**STATED PROBLEM:**
How many lines in the rows below contain the string "arched"? Case counts; give only the number.

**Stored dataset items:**
::::
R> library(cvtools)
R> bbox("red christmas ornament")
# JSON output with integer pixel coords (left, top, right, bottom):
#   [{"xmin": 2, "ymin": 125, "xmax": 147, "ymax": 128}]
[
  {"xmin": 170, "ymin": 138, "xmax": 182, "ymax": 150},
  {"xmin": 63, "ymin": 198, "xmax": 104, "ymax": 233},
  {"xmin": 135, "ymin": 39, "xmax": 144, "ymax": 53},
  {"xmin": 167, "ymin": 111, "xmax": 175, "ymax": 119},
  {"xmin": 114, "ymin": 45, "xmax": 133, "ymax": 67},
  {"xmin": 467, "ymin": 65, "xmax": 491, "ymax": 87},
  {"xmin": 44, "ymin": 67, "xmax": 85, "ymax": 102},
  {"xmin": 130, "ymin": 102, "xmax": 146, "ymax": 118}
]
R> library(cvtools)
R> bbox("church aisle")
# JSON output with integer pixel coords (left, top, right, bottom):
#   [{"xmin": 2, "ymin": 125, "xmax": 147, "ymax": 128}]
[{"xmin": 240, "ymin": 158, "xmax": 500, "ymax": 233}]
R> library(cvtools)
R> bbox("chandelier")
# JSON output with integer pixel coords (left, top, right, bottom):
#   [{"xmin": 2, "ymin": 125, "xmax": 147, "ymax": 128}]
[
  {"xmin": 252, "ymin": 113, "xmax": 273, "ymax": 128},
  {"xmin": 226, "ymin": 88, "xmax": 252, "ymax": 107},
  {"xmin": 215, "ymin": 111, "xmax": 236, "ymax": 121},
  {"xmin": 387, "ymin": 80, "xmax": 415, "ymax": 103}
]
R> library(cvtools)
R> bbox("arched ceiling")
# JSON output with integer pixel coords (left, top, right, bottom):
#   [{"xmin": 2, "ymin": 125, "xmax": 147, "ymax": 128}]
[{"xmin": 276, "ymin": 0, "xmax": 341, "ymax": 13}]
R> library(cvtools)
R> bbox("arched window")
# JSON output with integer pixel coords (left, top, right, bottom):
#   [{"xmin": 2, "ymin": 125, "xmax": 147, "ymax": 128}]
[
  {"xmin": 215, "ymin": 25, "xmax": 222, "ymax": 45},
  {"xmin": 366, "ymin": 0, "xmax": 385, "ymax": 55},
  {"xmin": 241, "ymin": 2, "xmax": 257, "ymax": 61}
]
::::
**ANSWER FOR THIS EXERCISE:**
2